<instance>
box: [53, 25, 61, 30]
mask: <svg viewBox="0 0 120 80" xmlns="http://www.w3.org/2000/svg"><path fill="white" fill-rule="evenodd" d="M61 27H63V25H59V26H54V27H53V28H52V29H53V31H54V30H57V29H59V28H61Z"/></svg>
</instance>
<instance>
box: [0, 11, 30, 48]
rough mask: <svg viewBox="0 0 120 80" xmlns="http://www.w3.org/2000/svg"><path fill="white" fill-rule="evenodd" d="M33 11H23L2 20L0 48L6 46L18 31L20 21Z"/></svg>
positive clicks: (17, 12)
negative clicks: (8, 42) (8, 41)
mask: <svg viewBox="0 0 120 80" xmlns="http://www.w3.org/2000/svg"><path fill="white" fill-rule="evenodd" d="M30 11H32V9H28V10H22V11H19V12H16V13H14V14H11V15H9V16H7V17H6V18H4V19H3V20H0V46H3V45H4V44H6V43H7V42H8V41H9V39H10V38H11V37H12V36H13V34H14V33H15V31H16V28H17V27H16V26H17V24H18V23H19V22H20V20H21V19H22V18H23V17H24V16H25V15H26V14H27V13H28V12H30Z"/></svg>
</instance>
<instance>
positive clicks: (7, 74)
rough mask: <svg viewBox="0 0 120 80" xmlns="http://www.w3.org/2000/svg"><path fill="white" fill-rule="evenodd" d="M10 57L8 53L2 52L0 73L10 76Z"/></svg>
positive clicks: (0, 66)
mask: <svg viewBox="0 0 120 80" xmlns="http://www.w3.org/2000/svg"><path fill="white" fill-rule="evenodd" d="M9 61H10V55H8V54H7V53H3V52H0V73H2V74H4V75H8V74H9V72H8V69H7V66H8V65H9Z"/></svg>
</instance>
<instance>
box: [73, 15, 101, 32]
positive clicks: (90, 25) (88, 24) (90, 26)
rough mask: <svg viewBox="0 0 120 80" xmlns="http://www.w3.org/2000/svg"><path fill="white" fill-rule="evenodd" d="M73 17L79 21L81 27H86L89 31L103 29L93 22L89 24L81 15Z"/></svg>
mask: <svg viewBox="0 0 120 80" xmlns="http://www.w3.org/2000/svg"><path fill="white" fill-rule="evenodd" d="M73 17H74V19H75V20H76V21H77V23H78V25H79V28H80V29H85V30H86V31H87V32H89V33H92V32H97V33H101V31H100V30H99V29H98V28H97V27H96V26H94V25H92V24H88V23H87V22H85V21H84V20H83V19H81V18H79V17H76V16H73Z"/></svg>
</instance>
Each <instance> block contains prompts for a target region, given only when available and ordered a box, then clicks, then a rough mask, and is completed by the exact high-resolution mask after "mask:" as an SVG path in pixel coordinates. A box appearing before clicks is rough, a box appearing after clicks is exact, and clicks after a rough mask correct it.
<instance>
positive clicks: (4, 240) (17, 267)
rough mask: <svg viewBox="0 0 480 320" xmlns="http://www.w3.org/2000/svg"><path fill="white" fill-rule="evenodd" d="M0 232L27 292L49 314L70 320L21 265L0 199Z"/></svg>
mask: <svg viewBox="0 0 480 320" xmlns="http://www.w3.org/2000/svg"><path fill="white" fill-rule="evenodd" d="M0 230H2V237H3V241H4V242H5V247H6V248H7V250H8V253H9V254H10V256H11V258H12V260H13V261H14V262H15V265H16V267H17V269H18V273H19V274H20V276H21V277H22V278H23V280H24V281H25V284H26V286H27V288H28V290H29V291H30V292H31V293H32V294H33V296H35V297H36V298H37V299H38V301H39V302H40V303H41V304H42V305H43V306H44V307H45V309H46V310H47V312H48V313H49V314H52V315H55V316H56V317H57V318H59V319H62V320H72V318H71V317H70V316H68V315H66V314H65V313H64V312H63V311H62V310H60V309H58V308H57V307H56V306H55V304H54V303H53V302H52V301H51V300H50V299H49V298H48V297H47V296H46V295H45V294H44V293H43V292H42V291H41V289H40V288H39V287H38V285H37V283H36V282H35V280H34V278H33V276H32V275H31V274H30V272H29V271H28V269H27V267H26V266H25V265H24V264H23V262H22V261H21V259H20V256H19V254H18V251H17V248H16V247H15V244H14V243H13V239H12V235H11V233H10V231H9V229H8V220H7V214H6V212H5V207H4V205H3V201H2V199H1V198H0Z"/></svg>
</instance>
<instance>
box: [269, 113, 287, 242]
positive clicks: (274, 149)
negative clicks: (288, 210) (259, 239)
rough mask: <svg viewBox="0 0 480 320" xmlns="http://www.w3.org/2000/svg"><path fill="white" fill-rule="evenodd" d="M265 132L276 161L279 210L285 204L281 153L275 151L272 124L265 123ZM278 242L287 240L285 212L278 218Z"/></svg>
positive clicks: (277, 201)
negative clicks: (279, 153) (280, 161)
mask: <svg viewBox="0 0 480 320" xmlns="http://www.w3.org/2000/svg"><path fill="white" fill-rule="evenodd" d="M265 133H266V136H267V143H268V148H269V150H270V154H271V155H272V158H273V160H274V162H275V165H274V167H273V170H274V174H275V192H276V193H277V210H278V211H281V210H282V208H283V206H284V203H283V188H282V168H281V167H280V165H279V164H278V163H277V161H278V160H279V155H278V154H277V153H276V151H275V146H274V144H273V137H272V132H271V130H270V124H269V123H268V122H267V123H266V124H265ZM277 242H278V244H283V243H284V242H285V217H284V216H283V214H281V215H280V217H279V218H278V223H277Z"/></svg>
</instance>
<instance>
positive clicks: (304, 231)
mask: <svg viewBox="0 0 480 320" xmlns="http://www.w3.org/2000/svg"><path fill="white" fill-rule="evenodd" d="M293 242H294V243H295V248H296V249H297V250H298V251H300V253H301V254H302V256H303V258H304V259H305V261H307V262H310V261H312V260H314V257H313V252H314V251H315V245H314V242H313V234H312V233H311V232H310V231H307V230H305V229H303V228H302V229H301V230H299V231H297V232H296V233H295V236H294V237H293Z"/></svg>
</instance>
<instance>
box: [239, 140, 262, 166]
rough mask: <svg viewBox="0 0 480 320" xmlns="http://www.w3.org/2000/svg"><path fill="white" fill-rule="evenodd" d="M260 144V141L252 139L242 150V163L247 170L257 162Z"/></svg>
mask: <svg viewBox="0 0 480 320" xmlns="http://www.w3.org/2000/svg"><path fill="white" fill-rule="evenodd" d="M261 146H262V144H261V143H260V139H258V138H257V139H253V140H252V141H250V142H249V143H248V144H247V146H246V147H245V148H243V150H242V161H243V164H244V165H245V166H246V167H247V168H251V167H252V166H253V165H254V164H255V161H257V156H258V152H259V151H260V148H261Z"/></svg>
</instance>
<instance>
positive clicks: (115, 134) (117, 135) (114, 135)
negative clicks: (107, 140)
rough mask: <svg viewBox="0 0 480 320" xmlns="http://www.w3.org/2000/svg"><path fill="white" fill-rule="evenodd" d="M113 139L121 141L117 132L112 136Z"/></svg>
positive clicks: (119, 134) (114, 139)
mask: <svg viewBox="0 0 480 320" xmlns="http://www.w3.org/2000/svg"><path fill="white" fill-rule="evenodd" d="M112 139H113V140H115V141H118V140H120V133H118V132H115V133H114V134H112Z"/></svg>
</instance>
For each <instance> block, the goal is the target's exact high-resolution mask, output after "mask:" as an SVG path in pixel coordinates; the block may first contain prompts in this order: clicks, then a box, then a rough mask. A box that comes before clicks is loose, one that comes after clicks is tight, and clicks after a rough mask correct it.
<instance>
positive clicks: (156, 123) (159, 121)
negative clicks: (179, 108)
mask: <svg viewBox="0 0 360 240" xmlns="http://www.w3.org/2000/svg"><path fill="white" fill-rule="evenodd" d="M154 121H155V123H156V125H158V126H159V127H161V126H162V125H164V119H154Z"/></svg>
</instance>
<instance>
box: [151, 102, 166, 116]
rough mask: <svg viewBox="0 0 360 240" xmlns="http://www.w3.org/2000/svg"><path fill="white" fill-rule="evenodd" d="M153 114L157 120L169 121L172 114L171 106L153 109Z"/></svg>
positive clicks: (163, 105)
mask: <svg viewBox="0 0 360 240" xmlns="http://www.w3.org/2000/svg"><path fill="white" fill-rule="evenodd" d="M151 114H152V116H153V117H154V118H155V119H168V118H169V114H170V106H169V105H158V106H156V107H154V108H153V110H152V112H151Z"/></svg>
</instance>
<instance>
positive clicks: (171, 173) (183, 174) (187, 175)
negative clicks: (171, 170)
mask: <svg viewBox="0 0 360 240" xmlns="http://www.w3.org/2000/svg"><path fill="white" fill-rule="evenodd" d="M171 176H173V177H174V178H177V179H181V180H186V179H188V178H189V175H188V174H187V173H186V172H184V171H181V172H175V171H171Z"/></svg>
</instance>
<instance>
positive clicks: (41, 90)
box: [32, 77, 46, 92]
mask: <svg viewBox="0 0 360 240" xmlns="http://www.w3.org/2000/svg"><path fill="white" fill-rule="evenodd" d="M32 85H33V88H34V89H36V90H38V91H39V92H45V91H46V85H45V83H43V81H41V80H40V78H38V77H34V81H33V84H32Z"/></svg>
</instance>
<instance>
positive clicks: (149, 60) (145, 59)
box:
# # #
• _TASK PROMPT_: Select every line in the records above that contains the string "coordinates", matching case exactly.

• _SOLUTION_:
Each <instance> block contains prompts for a target region, given only when available and ordered a box, then clicks, then a rough mask, and is completed by the exact high-resolution mask after "mask:" as an SVG path in pixel coordinates. A box appearing before clicks is rough, a box appearing after clicks is exact, and clicks after a rough mask correct it.
For each <instance> block, the goal is the target's exact high-resolution mask, output after "mask:" as an SVG path in pixel coordinates; the block may first contain prompts in this order: clicks, then a box, then a rough mask. A box that comes before clicks is loose, one that comes after clicks is tight, and clicks after a rough mask correct it.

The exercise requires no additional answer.